__Task__:
Say whether each statement agrees with the scripts README, answering yes or no and quoting the words from the README that settle it: (a) Generated files fall under the repository MIT license. (b) The default mol3D assembly workflow requires RDKit. (c) The scripts use NistChemPy's default index path unless an explicit --index-path is passed.

__Source text__:
↓

Skip to content

Latest commit

 

History

History

README.md

NistChemData scripts

This directory contains scripts for reconstructing selected local working files from the NIST Chemistry WebBook / SRD 69 using NistChemPy.

The scripts are provided for local reproducibility and source tracking. Generated files may be derived from NIST Standard Reference Data and/or source-literature-origin collections exposed through WebBook records. Generated files are not covered by the repository MIT license and should not be committed to this repository.

Read the repository-level DATA_NOTICE.md before running the scripts.

Requirements

Install the core script requirements from:

pip install -r scripts/requirements.txt

The requirements use the NistChemPy 2.0 development/release line. That line loads WebBook metadata from a user-local index instead of a packaged index. If 2.0 is not published yet, install NistChemPy from the sibling repository before running these scripts.

Build or import a local NistChemPy index before running download or processing commands that need compound metadata or section availability:

nistchempy index path
nistchempy index build --path ./webbook-index --accept-data-terms
nistchempy index status --path ./webbook-index

Scripts use NistChemPy's default index path, including NISTCHEMPY_INDEX_PATH, unless an explicit --index-path is passed. For example:

python scripts/download_spectra.py IR \
  --index-path ./webbook-index \
  --limit 5 \
  --accept-data-terms

Optional RDKit validation for process_mol3D.py --validate requires RDKit. If pip installation is suitable for your platform, you can install the optional requirements from:

pip install -r scripts/requirements-rdkit.txt

If RDKit installation through pip is problematic, install RDKit from conda-forge and run the scripts from that environment instead. RDKit is not required for the default mol3D assembly workflow.

↑

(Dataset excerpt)
↓

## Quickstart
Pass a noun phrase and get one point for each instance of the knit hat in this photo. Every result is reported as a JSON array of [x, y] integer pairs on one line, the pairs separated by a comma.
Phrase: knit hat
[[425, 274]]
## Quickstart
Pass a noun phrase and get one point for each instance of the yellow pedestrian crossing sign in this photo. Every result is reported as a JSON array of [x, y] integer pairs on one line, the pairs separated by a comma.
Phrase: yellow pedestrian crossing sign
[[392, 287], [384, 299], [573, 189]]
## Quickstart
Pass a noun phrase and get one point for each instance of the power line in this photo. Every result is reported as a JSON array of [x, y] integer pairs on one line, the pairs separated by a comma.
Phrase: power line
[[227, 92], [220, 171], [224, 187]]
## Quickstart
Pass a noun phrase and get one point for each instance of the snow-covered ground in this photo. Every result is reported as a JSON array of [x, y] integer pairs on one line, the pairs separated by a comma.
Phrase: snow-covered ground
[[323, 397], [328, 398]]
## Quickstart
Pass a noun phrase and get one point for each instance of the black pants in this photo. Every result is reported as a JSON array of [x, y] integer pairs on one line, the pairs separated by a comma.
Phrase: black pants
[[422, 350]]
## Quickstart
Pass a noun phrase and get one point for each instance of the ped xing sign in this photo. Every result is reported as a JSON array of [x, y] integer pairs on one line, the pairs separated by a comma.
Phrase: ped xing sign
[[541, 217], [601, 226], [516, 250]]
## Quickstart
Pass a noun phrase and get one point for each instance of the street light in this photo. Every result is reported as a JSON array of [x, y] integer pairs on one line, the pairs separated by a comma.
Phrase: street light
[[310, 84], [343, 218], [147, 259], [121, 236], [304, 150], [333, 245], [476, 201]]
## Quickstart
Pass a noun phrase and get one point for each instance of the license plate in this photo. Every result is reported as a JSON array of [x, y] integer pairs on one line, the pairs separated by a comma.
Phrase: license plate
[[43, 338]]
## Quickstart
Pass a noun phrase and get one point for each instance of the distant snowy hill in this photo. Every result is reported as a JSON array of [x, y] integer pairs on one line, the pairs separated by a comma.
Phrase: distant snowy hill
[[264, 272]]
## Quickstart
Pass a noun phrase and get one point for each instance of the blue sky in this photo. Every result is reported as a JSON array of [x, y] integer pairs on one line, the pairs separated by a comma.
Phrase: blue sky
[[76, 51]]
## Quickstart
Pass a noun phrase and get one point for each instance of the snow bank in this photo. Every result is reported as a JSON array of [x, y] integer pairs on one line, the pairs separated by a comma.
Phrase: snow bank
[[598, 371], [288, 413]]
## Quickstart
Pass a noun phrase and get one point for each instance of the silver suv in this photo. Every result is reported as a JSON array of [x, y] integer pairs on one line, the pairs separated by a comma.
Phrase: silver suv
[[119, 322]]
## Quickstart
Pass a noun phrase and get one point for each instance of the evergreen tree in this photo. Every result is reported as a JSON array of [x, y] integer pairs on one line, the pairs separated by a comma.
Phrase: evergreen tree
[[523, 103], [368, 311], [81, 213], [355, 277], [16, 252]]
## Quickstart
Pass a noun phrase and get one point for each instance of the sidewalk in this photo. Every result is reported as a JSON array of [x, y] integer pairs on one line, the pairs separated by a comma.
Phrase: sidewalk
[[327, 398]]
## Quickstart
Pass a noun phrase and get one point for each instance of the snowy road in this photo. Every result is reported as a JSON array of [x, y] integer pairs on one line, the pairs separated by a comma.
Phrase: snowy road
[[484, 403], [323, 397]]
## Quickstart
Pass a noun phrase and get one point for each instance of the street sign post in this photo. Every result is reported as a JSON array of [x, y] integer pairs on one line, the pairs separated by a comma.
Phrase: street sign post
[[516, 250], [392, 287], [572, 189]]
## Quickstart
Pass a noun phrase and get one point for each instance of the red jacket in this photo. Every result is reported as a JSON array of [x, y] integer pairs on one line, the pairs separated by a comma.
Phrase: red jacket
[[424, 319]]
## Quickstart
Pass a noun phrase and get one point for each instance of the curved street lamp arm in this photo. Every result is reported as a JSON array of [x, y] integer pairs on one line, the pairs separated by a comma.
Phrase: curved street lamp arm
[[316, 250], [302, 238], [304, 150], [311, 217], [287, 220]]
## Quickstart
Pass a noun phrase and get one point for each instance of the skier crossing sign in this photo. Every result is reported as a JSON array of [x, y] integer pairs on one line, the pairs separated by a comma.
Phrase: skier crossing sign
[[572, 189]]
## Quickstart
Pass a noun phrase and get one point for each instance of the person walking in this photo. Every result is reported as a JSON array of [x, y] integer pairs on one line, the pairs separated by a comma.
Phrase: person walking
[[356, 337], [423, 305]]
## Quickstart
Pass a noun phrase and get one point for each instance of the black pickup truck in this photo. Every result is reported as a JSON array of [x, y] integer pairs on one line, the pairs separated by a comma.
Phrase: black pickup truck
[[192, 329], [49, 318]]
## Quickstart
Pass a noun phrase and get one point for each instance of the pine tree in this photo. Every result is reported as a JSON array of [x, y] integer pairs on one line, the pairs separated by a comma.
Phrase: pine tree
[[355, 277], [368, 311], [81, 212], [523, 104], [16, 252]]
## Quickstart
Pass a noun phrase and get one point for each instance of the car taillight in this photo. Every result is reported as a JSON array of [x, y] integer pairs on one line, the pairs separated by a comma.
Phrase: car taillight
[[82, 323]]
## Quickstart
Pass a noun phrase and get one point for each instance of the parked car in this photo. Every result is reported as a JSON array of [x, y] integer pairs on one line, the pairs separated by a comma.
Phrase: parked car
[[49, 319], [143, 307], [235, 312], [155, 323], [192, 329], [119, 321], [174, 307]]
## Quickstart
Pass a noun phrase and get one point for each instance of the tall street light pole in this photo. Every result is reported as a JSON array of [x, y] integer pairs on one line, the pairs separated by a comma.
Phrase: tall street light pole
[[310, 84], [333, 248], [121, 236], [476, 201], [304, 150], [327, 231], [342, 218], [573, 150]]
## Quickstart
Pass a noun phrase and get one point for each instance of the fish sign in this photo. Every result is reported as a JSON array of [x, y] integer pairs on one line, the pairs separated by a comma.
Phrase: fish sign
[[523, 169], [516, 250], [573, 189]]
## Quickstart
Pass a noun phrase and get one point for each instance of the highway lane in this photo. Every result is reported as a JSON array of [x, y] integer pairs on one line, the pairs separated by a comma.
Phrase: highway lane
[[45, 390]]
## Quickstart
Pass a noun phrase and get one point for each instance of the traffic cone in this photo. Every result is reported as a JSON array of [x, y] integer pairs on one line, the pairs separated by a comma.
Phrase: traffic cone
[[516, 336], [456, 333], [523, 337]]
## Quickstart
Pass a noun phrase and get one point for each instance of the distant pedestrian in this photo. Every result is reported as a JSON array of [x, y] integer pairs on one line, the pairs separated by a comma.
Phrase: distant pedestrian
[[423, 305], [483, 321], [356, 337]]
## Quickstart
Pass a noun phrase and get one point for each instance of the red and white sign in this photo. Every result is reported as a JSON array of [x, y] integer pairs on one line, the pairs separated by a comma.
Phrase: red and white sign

↑

__Problem solution__:
(a) No: "Generated files are not covered by the repository MIT license and should not be committed to this repository."
(b) No: "RDKit is not required for the default mol3D assembly workflow."
(c) Yes: "Scripts use NistChemPy's default index path, including NISTCHEMPY_INDEX_PATH, unless an explicit --index-path is passed."